▶ [The exercise] Reproduce the data below, swapping every occurrence of "drop" for "place" and leaving everything else unchanged.

▶ [Supplied data]

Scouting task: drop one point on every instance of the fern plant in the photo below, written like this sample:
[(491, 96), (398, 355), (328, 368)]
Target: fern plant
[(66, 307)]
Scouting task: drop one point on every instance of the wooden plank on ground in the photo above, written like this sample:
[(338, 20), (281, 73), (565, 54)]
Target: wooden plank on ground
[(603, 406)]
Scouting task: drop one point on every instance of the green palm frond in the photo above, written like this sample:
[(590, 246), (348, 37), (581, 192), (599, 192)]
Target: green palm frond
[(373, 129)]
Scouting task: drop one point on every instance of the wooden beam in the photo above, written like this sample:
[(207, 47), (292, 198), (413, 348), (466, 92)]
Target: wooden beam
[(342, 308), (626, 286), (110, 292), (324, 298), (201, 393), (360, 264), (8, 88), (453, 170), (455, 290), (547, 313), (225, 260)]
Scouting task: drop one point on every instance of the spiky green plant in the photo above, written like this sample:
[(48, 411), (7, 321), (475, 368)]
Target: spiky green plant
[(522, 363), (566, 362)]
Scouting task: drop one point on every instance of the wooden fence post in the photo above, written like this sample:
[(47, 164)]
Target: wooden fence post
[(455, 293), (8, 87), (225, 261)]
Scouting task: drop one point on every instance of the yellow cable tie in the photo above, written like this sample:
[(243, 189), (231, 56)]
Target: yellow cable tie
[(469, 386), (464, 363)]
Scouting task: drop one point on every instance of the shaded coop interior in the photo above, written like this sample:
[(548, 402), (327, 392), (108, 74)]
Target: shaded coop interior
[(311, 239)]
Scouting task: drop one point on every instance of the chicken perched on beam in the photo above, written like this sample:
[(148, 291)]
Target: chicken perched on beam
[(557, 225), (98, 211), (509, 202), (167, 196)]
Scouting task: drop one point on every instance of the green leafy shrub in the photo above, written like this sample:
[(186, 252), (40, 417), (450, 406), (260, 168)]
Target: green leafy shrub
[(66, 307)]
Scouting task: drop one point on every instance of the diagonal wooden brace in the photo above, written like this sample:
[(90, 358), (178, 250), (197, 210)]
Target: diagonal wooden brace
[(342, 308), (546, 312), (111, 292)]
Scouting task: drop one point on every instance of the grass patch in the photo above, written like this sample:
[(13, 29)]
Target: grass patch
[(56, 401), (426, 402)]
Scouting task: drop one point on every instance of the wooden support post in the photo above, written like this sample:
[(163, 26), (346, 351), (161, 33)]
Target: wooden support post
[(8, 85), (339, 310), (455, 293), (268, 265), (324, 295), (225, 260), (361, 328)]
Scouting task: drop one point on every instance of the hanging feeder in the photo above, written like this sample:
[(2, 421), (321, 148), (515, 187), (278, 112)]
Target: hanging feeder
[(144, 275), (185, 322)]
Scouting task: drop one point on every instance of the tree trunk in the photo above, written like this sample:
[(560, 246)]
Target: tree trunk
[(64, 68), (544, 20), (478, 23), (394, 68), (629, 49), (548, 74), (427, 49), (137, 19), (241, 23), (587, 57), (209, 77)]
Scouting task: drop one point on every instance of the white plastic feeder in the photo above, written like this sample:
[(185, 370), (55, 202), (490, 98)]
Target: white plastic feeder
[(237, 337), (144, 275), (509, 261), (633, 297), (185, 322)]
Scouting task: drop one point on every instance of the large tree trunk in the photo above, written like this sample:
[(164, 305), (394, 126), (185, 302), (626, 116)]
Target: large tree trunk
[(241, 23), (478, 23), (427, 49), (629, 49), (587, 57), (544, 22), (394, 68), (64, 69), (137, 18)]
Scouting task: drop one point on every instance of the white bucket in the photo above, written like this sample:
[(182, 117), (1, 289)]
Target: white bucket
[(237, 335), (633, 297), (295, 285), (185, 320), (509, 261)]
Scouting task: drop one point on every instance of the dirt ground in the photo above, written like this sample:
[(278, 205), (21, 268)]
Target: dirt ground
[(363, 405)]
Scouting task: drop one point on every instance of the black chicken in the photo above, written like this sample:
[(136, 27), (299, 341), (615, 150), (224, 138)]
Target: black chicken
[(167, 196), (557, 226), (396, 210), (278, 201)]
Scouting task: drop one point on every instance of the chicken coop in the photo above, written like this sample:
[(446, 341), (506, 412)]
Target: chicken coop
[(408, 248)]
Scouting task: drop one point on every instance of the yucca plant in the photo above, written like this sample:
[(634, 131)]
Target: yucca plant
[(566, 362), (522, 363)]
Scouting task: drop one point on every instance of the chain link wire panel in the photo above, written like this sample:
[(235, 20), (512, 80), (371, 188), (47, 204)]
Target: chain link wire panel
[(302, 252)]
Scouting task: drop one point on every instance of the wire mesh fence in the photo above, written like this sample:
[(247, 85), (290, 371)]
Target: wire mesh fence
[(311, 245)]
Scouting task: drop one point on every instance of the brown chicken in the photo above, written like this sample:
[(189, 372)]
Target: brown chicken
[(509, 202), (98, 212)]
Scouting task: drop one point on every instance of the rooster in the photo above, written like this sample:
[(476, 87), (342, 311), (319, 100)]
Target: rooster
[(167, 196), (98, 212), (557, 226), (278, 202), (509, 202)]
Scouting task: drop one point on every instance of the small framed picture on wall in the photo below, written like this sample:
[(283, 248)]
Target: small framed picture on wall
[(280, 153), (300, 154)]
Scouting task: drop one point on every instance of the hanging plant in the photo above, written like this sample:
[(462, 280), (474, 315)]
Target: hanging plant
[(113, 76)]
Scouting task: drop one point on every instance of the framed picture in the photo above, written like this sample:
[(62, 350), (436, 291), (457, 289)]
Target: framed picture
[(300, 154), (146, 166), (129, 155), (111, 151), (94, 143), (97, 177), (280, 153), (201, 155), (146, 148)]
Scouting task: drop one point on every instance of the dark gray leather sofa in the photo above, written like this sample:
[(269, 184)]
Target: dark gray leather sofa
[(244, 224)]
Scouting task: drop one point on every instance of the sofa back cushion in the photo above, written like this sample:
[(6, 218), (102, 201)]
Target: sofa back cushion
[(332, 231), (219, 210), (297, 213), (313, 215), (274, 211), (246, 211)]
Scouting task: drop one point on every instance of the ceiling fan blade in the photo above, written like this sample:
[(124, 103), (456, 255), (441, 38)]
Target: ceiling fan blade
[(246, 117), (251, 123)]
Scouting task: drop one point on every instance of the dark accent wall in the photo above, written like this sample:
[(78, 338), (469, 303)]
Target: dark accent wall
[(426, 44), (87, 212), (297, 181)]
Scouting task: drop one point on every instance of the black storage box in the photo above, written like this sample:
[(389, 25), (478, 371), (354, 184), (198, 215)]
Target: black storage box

▶ [Written answer]
Scouting task: place one point on every instance of the fern plant in the photo below, written like this sample:
[(491, 96), (398, 355), (328, 368)]
Target: fern plant
[(66, 307)]
Scouting task: place one point on every instance of the wooden plank on ground in the photo above, written like this sample:
[(338, 20), (281, 73), (565, 54)]
Target: wooden plank on ground
[(603, 406)]
Scouting task: place one point on every instance of the green palm frond in the photo above, written like this sample:
[(590, 246), (348, 37), (581, 192), (599, 192)]
Target: green palm frond
[(373, 129)]
Scouting task: place one point on every instance of the wooden beam in the photo above, written like this sample:
[(207, 47), (292, 198), (413, 348), (466, 92)]
Target: wooden beam
[(342, 308), (626, 286), (110, 292), (324, 298), (201, 393), (360, 264), (8, 88), (453, 170), (455, 290), (547, 313), (225, 260)]
Scouting task: place one point on every instance of the spiky green plant in the photo above, written like this sample:
[(48, 411), (7, 321), (475, 368)]
Target: spiky green plant
[(522, 363), (566, 362)]
Scouting task: place one point on every instance of the wooden fence post in the photo above, written like this sample:
[(47, 164)]
Target: wooden fence post
[(455, 293), (8, 87), (225, 261)]
Scouting task: place one point on every instance of the yellow cable tie in the photo above, written like this sample:
[(243, 189), (231, 56)]
Target: yellow cable tie
[(469, 386), (464, 363)]
Scouting task: place one point on every instance of the shaded coop interior in the photo above, written like this sample:
[(548, 402), (327, 392), (108, 74)]
Target: shaded coop interior
[(311, 239)]
Scouting task: place one point on every instance of the chicken perched on beam in the photo above, written like this sample:
[(148, 291)]
Target: chicken perched on beam
[(557, 225), (98, 211), (509, 202), (167, 196)]
Scouting task: place one point on every instance of the green leafy shrub in the photo above, written like this sample:
[(186, 252), (40, 417), (450, 406), (260, 168)]
Target: green leafy shrub
[(66, 307)]
Scouting task: place one point on every instance of the diagonal wooden brace in the photo above, written like this sample:
[(90, 358), (178, 250), (197, 210)]
Target: diagonal wooden brace
[(342, 308), (546, 312), (111, 292)]
Scouting task: place one point on every instance of the grass patch in the photo above, written like this sample:
[(13, 29)]
Target: grass patch
[(56, 401), (426, 402)]
Scouting task: place one point on every instance of the wooden support post in the photo above, written like this sample:
[(163, 26), (346, 351), (161, 33)]
Target: wooden support post
[(8, 85), (339, 310), (455, 293), (268, 265), (324, 295), (225, 260), (361, 328)]
Scouting task: place one point on every instance of the hanging feeder in the photo above, written like this sample:
[(2, 421), (321, 148), (515, 187), (278, 112)]
Target: hanging feeder
[(144, 275), (185, 322)]
Scouting task: place one point on every instance of the tree trunk in the photo above, written like this sample:
[(560, 246)]
Target: tree trunk
[(64, 68), (544, 20), (478, 23), (394, 68), (629, 49), (548, 74), (427, 49), (137, 19), (241, 23), (587, 57), (209, 77)]
Scouting task: place one point on every instance of the white plastic feeder in the photo above, written like this sample:
[(185, 370), (55, 202), (490, 98)]
Target: white plastic feeder
[(237, 337), (144, 275), (509, 261), (633, 297), (185, 322)]
Scouting task: place one point on every instance of the large tree trunk in the photo above, written like this sample:
[(164, 305), (394, 126), (185, 302), (626, 116)]
Target: large tree trunk
[(241, 23), (478, 23), (427, 49), (629, 49), (587, 57), (544, 22), (394, 68), (64, 69), (137, 18)]
Scouting task: place one point on every instance of the white bucket in the photo above, written like this sample:
[(182, 117), (1, 289)]
Target: white bucket
[(237, 335), (633, 297), (295, 285), (185, 320), (509, 261)]
Scouting task: place one point on every instance of the dirt ground in the photo above, written like this sample:
[(278, 205), (21, 268)]
Target: dirt ground
[(363, 405)]
Scouting task: place one point on every instance of the black chicken in the photo above, written like this sample:
[(136, 27), (299, 341), (615, 150), (224, 138)]
Target: black chicken
[(167, 196), (557, 226), (396, 210), (278, 201)]
Scouting task: place one point on every instance of the chicken coop in the photo above, written like this sample:
[(446, 341), (506, 412)]
Target: chicken coop
[(408, 248)]
Scouting task: place one point on every instance of the yucca plant in the photo above, written like this sample:
[(634, 131)]
Target: yucca plant
[(566, 362), (522, 363)]
Scouting task: place one point on every instance of the chain link wire panel in the photo above, written like this sample:
[(235, 20), (512, 80), (371, 188), (47, 204)]
Target: chain link wire panel
[(302, 252)]
Scouting task: place one point on every instance of the wire mesh fence in the photo above, written like this sample:
[(247, 85), (290, 371)]
Target: wire mesh fence
[(311, 245)]
Scouting task: place one point on every instance of the brown chicken in the photo above, written like this sample:
[(189, 372)]
Target: brown chicken
[(509, 202), (98, 212)]
Scouting task: place one point on every instance of the rooster in the photo above, written like this sample:
[(476, 87), (342, 311), (319, 100)]
Target: rooster
[(167, 196), (98, 212), (557, 226), (278, 202), (509, 202)]
Scouting task: place one point on every instance of the small framed picture on wall in the photo below, written like this sample:
[(283, 248)]
Target: small framed picture on wall
[(280, 153), (300, 154)]
Scouting task: place one point on every instance of the hanging plant in the photo above, written like this sample:
[(462, 280), (474, 315)]
Target: hanging plant
[(113, 76)]
Scouting task: place one point on every instance of the framed picture in the photo above, written like this sample:
[(62, 350), (436, 291), (457, 289)]
Target: framed picture
[(300, 154), (146, 166), (129, 155), (111, 151), (94, 143), (97, 177), (280, 153), (201, 155), (146, 148)]
Scouting task: place one point on every instance of the dark gray leather sofa in the photo above, written like this sample:
[(269, 184)]
Target: dark gray leather sofa
[(244, 224)]
Scouting task: place one point on every instance of the sofa back cushion in the photo above, written like this sample:
[(6, 218), (102, 201)]
Target: sofa back cushion
[(332, 231), (219, 210), (297, 213), (313, 215), (274, 211), (246, 211)]
Scouting task: place one point on every instance of the ceiling fan blade in the photo above, written like this sample:
[(124, 103), (456, 255), (441, 38)]
Target: ceiling fan blade
[(246, 117), (251, 123)]
Scouting task: place one point on every instance of the dark accent wall in the photo above, written like this sample:
[(78, 338), (469, 303)]
Target: dark accent wall
[(426, 44), (87, 212), (297, 181)]
Scouting task: place one point on every instance of the black storage box in the photo above, written like this sample:
[(389, 25), (478, 371), (354, 184), (198, 215)]
Target: black storage box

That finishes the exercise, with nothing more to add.